In the data below, recast the lines as a numbered list, starting with the line that contains "the riverbank vegetation?" and going on through the line that contains "332), (168, 347)]]". Number only those lines and skip any blank ones.

— start of EXCERPTED DATA —

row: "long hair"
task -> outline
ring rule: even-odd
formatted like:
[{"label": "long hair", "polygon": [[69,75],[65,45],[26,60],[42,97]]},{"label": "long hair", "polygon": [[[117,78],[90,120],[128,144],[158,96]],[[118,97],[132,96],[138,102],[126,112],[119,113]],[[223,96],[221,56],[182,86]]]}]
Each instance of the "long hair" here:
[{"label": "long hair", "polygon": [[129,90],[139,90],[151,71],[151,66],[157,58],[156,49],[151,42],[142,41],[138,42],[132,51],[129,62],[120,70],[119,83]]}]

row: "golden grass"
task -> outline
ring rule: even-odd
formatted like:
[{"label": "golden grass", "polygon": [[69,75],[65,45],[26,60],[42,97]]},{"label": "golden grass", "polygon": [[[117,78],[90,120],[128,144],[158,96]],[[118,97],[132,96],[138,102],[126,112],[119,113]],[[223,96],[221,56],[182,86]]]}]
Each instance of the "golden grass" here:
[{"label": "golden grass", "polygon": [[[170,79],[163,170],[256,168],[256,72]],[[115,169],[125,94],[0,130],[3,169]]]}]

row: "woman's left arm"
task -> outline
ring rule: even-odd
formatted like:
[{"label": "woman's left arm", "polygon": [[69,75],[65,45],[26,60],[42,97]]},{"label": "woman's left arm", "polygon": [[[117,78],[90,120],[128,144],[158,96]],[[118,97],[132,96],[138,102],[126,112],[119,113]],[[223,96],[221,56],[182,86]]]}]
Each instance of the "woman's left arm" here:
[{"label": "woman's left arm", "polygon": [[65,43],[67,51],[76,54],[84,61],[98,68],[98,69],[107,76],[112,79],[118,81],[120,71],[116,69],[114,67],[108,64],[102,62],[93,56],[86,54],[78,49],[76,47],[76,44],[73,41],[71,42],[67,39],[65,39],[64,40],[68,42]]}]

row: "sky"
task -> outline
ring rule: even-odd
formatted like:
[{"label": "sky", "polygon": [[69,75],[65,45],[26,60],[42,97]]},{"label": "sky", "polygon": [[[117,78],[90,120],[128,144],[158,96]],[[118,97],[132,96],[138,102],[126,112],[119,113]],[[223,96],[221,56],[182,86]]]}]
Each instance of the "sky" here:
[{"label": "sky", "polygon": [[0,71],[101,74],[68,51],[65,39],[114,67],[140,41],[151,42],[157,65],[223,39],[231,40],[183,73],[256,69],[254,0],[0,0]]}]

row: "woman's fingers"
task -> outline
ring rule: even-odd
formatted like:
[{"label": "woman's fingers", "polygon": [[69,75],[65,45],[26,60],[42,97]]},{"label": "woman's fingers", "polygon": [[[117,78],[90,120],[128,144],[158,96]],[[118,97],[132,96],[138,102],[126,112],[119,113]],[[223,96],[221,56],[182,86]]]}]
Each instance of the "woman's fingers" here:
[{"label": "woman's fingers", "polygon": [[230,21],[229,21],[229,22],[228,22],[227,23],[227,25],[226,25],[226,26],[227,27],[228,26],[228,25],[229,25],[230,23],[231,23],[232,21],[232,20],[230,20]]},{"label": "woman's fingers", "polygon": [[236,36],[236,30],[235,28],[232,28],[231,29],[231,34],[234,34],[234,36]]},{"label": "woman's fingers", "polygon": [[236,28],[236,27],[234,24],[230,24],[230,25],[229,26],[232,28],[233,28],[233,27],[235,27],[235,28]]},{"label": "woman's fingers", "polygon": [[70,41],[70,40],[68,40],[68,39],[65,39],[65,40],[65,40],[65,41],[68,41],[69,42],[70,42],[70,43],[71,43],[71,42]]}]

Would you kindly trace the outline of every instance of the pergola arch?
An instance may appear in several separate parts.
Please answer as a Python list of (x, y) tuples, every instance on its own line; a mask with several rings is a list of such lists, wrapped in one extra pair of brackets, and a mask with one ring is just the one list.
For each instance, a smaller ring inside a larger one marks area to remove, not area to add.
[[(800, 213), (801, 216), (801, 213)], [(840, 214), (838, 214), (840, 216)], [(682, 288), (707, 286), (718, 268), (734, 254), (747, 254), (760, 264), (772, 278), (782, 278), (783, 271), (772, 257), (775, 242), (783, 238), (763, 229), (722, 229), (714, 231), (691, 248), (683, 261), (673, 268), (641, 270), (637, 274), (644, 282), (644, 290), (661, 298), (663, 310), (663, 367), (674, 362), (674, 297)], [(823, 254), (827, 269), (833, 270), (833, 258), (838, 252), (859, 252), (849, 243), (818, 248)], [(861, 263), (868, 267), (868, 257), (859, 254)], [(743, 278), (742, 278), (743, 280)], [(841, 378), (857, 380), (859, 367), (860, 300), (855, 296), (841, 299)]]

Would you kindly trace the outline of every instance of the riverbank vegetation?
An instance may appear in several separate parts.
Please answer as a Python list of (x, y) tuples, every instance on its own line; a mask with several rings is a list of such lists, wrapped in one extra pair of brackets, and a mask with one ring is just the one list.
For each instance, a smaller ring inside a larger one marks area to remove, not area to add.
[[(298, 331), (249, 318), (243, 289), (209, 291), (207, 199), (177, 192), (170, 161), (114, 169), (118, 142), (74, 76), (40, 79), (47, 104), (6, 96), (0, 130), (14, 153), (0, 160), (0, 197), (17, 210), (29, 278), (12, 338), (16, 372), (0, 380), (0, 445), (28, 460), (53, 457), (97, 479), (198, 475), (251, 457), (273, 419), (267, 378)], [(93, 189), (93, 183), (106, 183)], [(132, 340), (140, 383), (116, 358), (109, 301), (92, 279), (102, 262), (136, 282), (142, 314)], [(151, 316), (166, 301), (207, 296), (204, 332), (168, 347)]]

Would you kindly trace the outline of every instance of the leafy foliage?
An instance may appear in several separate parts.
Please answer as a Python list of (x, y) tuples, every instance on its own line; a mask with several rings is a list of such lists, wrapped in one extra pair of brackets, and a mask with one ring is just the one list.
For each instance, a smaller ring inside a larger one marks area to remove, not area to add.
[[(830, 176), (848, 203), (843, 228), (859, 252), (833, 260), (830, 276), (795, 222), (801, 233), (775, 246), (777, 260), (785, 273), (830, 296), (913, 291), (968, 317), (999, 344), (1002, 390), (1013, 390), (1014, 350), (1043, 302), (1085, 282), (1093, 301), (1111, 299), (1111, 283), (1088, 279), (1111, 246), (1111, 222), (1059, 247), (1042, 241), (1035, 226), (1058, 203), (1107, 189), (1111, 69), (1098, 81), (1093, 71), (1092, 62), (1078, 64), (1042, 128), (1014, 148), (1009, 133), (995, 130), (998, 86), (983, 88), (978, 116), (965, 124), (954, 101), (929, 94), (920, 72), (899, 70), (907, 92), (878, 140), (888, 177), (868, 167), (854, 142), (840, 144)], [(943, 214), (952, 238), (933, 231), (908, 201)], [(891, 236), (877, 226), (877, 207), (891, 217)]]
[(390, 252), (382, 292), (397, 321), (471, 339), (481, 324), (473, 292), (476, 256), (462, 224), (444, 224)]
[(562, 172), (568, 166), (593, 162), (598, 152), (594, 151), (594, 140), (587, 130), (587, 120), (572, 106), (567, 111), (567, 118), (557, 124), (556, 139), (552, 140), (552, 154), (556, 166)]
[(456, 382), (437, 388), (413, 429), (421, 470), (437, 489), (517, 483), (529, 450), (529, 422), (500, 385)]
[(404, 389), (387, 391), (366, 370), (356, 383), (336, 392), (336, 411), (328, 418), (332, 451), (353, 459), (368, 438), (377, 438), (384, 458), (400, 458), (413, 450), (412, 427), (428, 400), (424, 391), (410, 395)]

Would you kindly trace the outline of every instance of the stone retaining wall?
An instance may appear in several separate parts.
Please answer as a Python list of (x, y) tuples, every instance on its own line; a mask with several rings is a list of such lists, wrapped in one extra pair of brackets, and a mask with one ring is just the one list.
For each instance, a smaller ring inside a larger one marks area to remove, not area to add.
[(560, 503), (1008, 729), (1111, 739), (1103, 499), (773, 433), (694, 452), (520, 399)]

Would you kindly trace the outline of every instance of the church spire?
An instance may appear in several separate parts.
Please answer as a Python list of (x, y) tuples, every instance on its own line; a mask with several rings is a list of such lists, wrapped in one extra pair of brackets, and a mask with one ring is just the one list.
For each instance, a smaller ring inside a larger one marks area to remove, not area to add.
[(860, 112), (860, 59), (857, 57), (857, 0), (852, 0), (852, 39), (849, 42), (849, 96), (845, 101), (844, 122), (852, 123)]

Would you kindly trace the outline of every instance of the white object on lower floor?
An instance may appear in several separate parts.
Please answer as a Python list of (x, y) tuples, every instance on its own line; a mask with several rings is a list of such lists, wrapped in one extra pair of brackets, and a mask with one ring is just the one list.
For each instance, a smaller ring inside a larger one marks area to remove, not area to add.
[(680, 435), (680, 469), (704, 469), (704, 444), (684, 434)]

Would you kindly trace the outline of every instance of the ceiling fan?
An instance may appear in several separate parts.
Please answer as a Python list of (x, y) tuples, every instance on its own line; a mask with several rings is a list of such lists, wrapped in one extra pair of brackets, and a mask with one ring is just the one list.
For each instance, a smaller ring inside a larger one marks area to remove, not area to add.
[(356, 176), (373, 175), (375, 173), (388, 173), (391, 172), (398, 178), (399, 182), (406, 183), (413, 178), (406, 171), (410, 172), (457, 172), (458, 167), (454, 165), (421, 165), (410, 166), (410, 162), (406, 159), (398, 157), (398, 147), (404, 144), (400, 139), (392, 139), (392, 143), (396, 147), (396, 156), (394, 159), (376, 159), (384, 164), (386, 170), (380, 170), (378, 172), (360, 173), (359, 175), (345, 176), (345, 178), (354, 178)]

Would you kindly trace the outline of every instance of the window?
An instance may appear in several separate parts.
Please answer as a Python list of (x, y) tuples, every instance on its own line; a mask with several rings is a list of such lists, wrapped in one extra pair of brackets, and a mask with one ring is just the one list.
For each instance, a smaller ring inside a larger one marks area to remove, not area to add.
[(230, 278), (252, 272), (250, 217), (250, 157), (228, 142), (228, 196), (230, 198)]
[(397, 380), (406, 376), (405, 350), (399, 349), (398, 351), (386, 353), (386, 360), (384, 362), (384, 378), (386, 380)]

— end of EXCERPTED DATA —

_ANSWER_.
1. Would you kindly trace the outline of every instance of the riverbank vegetation?
2. An instance may appear in several separate parts.
3. Please answer as a Python list of (x, y) tuples, every instance on its own line; a mask with several rings is a list of such lists, wrapped in one extra pair of brackets, and a mask with one ring is just the one list.
4. For each instance, a smaller ring inside a larger one marks area to remove, not area to add.
5. [[(298, 331), (249, 318), (243, 289), (209, 291), (207, 199), (177, 192), (170, 161), (114, 169), (118, 142), (74, 76), (40, 79), (47, 104), (6, 96), (0, 130), (14, 153), (0, 160), (0, 197), (17, 210), (29, 278), (12, 338), (16, 372), (0, 380), (0, 445), (28, 460), (53, 457), (97, 479), (198, 475), (251, 457), (273, 419), (267, 378)], [(93, 189), (93, 183), (106, 183)], [(132, 340), (140, 383), (116, 358), (109, 301), (92, 279), (102, 262), (136, 282), (142, 314)], [(151, 316), (166, 301), (207, 296), (204, 332), (168, 347)]]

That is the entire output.